- WORK TO COMPLETE
Express every line of the items below as a JSON list of strings, one string per line, with blank lines left out.

- MATERIAL FOR THE TASK
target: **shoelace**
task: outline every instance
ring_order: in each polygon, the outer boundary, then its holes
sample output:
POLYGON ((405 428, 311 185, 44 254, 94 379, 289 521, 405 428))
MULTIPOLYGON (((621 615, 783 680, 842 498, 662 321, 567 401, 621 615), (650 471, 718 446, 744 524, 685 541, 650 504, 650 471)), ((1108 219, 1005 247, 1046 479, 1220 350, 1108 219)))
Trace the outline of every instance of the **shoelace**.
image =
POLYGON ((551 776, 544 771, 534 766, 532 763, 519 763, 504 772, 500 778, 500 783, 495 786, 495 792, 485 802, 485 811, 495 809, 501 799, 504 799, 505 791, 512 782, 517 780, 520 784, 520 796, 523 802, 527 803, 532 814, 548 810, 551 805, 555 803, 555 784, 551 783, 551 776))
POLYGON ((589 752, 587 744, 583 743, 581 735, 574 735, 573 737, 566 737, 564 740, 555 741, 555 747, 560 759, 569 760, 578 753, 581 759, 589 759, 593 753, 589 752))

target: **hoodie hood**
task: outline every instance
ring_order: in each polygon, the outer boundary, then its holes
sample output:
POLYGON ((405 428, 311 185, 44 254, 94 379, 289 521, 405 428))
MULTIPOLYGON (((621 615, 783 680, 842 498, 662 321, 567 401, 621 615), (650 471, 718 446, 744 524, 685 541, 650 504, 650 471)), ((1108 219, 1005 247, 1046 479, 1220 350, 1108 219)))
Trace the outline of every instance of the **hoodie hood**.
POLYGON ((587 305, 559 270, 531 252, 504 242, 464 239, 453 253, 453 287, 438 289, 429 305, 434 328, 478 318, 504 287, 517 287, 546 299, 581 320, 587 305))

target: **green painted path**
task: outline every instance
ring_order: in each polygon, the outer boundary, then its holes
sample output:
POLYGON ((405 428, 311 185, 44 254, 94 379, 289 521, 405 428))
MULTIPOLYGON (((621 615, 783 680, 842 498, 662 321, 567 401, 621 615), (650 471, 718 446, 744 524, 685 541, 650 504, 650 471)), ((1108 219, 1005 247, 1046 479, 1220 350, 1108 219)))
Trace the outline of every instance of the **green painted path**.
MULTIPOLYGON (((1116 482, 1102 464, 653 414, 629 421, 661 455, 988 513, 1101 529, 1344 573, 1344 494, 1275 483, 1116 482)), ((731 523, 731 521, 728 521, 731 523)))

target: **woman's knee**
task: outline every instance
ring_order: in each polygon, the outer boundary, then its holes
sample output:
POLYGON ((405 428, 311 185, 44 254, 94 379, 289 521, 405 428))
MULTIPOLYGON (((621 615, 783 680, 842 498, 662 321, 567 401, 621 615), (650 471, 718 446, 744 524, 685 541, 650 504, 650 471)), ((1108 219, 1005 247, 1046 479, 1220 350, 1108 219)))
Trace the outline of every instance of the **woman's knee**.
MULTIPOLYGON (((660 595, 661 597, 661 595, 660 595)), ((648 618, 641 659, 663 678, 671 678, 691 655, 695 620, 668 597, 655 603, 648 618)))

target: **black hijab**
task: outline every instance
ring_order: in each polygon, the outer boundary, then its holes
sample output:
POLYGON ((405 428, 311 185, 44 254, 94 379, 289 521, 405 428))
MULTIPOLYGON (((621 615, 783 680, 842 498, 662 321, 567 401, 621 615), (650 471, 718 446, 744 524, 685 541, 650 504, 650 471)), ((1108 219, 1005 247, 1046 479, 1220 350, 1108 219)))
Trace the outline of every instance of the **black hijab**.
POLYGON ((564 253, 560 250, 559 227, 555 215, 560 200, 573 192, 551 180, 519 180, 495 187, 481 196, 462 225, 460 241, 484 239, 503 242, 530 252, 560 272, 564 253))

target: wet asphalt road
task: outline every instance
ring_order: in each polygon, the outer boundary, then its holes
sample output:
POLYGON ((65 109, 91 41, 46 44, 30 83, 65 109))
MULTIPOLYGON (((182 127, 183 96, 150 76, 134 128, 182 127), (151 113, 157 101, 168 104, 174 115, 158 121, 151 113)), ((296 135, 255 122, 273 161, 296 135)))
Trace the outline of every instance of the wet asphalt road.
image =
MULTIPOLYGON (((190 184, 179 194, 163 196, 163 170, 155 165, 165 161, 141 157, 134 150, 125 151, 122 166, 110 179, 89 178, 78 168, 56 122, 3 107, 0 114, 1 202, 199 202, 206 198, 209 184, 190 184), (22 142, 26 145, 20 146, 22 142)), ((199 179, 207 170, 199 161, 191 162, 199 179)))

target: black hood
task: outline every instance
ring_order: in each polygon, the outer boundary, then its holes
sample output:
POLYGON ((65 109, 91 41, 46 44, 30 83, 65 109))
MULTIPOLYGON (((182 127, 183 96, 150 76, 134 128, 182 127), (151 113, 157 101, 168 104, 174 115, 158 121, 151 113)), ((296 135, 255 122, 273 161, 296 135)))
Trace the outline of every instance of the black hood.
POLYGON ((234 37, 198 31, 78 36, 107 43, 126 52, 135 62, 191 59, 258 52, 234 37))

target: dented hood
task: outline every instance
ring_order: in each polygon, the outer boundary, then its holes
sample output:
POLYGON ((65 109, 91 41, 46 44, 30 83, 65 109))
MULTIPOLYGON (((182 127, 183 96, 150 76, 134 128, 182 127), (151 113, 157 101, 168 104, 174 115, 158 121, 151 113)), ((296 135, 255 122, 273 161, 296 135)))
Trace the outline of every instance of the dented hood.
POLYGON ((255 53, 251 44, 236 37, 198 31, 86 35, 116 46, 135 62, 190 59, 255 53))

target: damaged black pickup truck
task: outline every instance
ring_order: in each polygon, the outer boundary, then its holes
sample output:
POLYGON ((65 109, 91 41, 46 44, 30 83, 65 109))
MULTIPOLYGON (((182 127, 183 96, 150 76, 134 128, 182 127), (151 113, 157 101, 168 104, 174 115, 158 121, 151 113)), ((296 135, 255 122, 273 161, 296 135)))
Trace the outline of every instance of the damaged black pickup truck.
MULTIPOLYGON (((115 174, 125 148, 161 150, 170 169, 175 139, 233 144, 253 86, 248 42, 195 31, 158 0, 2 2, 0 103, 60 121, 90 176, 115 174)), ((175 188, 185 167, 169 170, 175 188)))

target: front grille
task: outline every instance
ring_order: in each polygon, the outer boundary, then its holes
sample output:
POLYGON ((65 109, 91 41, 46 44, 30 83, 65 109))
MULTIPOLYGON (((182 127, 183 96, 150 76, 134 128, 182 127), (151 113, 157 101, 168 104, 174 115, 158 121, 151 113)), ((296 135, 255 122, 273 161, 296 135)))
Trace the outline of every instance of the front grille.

- THE REPLY
[
  "target: **shoelace**",
  "task: outline every instance",
  "ring_order: in each polygon, the outer boundary, then its holes",
  "sample output:",
  "POLYGON ((405 428, 311 185, 44 254, 94 379, 289 521, 405 428))",
  "MULTIPOLYGON (((621 615, 783 680, 842 498, 662 321, 567 401, 621 615), (650 471, 718 446, 744 524, 685 541, 650 504, 650 471)), ((1108 219, 1005 247, 1046 479, 1220 350, 1108 219)))",
  "Trace the outline of every instance of the **shoelace**.",
  "image =",
  "POLYGON ((551 776, 544 771, 534 766, 532 763, 519 763, 504 772, 500 778, 500 783, 495 786, 495 792, 485 802, 485 811, 495 809, 501 799, 504 799, 505 791, 512 782, 517 780, 520 784, 520 796, 523 802, 527 803, 532 814, 548 810, 551 805, 555 803, 555 784, 551 783, 551 776))",
  "POLYGON ((589 752, 587 744, 583 743, 581 735, 574 735, 573 737, 566 737, 564 740, 555 741, 555 747, 560 759, 569 760, 578 753, 581 759, 589 759, 593 753, 589 752))",
  "target: **hoodie hood**",
  "task: outline every instance",
  "ring_order: in each polygon, the outer boundary, then its holes",
  "sample output:",
  "POLYGON ((405 428, 311 185, 44 254, 94 379, 289 521, 405 428))",
  "MULTIPOLYGON (((621 615, 783 680, 842 498, 662 321, 567 401, 621 615), (650 471, 718 446, 744 524, 685 541, 650 504, 650 471)), ((1108 219, 1005 247, 1046 479, 1220 350, 1108 219)))",
  "Trace the outline of every instance of the **hoodie hood**.",
  "POLYGON ((587 305, 559 270, 531 252, 504 242, 464 239, 453 253, 453 287, 438 289, 429 305, 434 328, 478 318, 504 287, 517 287, 546 299, 581 320, 587 305))",
  "target: **green painted path**",
  "task: outline every instance",
  "ring_order: in each polygon, the outer boundary, then its holes",
  "sample output:",
  "POLYGON ((405 428, 311 185, 44 254, 94 379, 289 521, 405 428))",
  "MULTIPOLYGON (((621 615, 783 680, 842 498, 662 321, 567 401, 621 615), (650 471, 718 446, 744 524, 685 541, 650 504, 650 471)), ((1108 219, 1005 247, 1046 479, 1220 350, 1108 219)))",
  "Trace the outline of every instance of the **green painted path**.",
  "MULTIPOLYGON (((1116 482, 1102 464, 653 414, 629 421, 661 455, 988 513, 1101 529, 1344 573, 1344 494, 1275 483, 1116 482)), ((731 523, 731 521, 728 521, 731 523)))",
  "target: **woman's knee**",
  "task: outline every instance",
  "ring_order: in each polygon, the outer boundary, then its holes",
  "sample output:",
  "POLYGON ((405 428, 311 185, 44 254, 94 379, 289 521, 405 428))",
  "MULTIPOLYGON (((621 615, 783 680, 842 498, 662 321, 567 401, 621 615), (650 471, 718 446, 744 524, 685 541, 650 504, 650 471)), ((1108 219, 1005 247, 1046 479, 1220 350, 1108 219)))",
  "Trace the outline of every instance of the **woman's knee**.",
  "MULTIPOLYGON (((660 595, 661 597, 661 595, 660 595)), ((648 618, 641 659, 663 678, 671 678, 691 655, 695 620, 668 597, 655 603, 648 618)))",
  "target: **black hijab**",
  "task: outline every instance",
  "ring_order: in each polygon, the outer boundary, then its holes",
  "sample output:",
  "POLYGON ((405 428, 311 185, 44 254, 94 379, 289 521, 405 428))",
  "MULTIPOLYGON (((621 615, 783 680, 842 498, 662 321, 567 401, 621 615), (650 471, 718 446, 744 524, 685 541, 650 504, 650 471)), ((1108 219, 1005 247, 1046 479, 1220 350, 1108 219)))",
  "Trace the outline of every instance of the **black hijab**.",
  "POLYGON ((564 253, 560 250, 559 227, 555 215, 560 200, 573 192, 551 180, 519 180, 495 187, 481 196, 462 225, 460 241, 484 239, 503 242, 530 252, 560 272, 564 253))",
  "target: wet asphalt road",
  "task: outline every instance",
  "ring_order: in each polygon, the outer boundary, then its holes",
  "sample output:",
  "POLYGON ((65 109, 91 41, 46 44, 30 83, 65 109))",
  "MULTIPOLYGON (((182 127, 183 96, 150 76, 134 128, 182 127), (151 113, 157 101, 168 104, 174 115, 158 121, 151 113)), ((296 135, 255 122, 273 161, 296 135)))",
  "Trace the outline of every instance of the wet asphalt road.",
  "image =",
  "MULTIPOLYGON (((190 184, 179 194, 163 196, 163 170, 155 165, 165 161, 141 157, 134 150, 125 151, 122 166, 110 179, 89 178, 78 168, 56 122, 3 107, 0 114, 1 202, 199 202, 206 198, 209 184, 190 184), (22 142, 26 145, 20 146, 22 142)), ((199 179, 207 170, 199 161, 191 162, 199 179)))",
  "target: black hood",
  "task: outline every instance",
  "ring_order: in each polygon, the outer boundary, then its holes",
  "sample output:",
  "POLYGON ((65 109, 91 41, 46 44, 30 83, 65 109))",
  "MULTIPOLYGON (((182 127, 183 96, 150 76, 134 128, 182 127), (151 113, 157 101, 168 104, 174 115, 158 121, 151 113)), ((296 135, 255 122, 273 161, 296 135)))",
  "Trace the outline of every instance of the black hood.",
  "POLYGON ((234 37, 198 31, 78 36, 107 43, 126 52, 135 62, 191 59, 258 52, 234 37))",
  "target: dented hood",
  "task: outline every instance",
  "ring_order: in each polygon, the outer boundary, then its holes",
  "sample output:",
  "POLYGON ((65 109, 91 41, 46 44, 30 83, 65 109))",
  "MULTIPOLYGON (((182 127, 183 96, 150 76, 134 128, 182 127), (151 113, 157 101, 168 104, 174 115, 158 121, 151 113)), ((296 135, 255 122, 273 161, 296 135)))",
  "Trace the outline of every instance of the dented hood.",
  "POLYGON ((255 53, 251 44, 236 37, 198 31, 86 35, 116 46, 135 62, 190 59, 255 53))",
  "target: damaged black pickup truck",
  "task: outline every instance",
  "ring_order: in each polygon, the outer boundary, then its holes",
  "sample output:",
  "POLYGON ((65 109, 91 41, 46 44, 30 83, 65 109))",
  "MULTIPOLYGON (((182 127, 183 96, 150 76, 134 128, 182 127), (151 113, 157 101, 168 104, 174 115, 158 121, 151 113)), ((296 135, 255 122, 273 161, 296 135)))",
  "Trace the outline of every instance of the damaged black pickup truck.",
  "MULTIPOLYGON (((115 174, 125 148, 161 150, 170 169, 175 139, 233 144, 253 86, 248 42, 195 31, 158 0, 2 2, 0 103, 60 121, 90 176, 115 174)), ((175 188, 185 167, 169 170, 175 188)))",
  "target: front grille",
  "task: outline every instance",
  "ring_order: in each polygon, the outer boundary, then its holes",
  "sample output:",
  "POLYGON ((65 109, 91 41, 46 44, 30 83, 65 109))",
  "MULTIPOLYGON (((182 127, 183 96, 150 76, 134 128, 182 127), (151 113, 157 101, 168 104, 174 115, 158 121, 151 113)), ((296 135, 255 122, 273 161, 296 135)))",
  "Trace the outline of every instance of the front grille."
]